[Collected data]

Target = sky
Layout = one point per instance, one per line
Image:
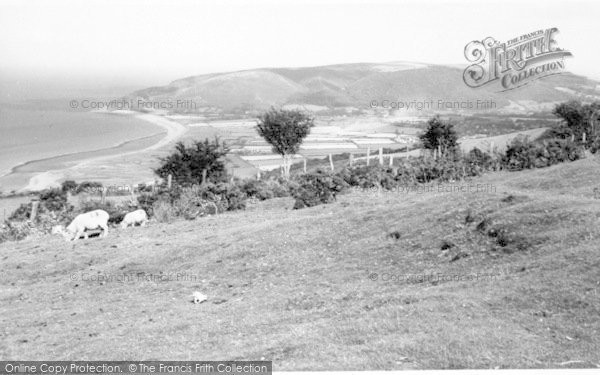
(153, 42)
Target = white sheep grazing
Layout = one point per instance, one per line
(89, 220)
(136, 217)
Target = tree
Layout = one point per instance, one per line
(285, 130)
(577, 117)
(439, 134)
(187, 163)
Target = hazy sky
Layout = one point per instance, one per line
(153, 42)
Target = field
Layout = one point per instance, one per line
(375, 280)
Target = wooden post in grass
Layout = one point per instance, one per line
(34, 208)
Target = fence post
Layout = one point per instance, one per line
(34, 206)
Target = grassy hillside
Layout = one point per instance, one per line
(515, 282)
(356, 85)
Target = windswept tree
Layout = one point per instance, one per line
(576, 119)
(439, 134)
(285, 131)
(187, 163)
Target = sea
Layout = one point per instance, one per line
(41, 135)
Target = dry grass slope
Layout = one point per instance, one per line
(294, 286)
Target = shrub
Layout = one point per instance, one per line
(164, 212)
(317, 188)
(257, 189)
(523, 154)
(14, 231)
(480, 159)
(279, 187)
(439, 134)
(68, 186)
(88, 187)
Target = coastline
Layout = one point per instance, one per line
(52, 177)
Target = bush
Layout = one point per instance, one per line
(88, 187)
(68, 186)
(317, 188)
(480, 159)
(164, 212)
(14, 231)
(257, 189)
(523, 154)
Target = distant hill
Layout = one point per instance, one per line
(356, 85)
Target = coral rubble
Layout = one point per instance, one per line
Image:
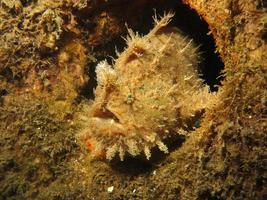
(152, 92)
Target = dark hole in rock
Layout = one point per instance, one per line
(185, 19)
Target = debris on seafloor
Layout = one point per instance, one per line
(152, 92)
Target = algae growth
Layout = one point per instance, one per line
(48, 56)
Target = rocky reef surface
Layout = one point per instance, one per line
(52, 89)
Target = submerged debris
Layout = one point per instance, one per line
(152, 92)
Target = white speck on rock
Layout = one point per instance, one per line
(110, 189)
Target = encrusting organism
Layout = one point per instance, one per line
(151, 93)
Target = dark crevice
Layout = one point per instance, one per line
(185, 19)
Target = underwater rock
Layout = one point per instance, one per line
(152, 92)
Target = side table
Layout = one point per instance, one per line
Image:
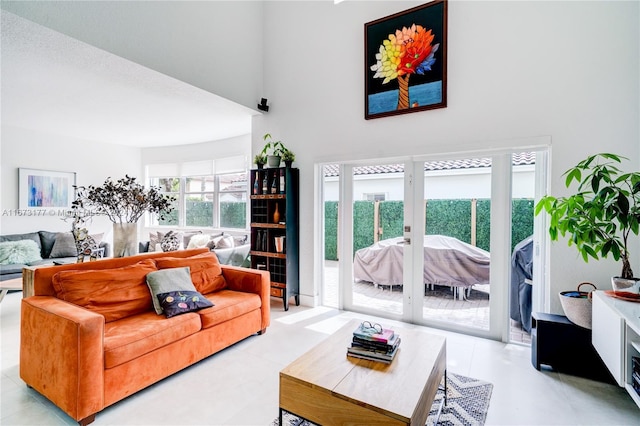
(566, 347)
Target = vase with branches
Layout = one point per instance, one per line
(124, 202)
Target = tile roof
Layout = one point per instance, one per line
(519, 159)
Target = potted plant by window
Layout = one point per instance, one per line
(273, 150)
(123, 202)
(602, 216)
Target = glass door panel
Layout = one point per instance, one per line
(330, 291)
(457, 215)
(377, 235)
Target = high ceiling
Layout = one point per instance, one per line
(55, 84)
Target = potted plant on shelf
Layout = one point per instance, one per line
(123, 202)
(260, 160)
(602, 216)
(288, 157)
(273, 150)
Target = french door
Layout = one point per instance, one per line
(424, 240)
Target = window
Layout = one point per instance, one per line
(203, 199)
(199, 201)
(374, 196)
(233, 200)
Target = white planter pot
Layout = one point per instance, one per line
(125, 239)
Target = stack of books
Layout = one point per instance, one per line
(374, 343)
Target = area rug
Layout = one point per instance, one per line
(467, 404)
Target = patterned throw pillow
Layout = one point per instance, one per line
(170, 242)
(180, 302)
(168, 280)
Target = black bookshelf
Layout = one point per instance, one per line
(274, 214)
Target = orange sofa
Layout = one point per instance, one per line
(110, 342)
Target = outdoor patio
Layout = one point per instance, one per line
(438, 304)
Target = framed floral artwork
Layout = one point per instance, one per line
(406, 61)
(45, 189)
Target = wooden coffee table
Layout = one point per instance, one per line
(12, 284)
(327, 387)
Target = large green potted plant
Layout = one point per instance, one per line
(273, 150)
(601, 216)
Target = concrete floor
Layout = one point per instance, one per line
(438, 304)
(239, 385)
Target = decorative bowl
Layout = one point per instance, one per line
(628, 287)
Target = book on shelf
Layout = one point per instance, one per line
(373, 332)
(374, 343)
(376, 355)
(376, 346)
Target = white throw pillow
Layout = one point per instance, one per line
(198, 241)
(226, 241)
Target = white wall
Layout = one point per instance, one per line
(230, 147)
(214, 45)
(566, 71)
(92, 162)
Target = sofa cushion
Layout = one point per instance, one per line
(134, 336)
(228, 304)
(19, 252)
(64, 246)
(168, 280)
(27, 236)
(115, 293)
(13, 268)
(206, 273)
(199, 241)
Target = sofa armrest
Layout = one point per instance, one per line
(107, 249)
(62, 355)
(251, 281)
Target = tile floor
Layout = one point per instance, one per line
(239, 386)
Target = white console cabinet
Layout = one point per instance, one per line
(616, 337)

**Task directions:** Looking at the entries above, can you reproduce exactly the lines from the one that holds "Target = field" through the one that holds "Target = windswept tree", and only those?

**Written solution:**
Target = field
Layout = one point per instance, one per line
(375, 280)
Target = wooden post in grass
Layout = one point per instance, one per line
(34, 208)
Target = fence post
Layout = one point per instance, one per line
(34, 206)
Target = grassy hillside
Layout = one point per instance, one per line
(515, 282)
(356, 85)
Target = windswept tree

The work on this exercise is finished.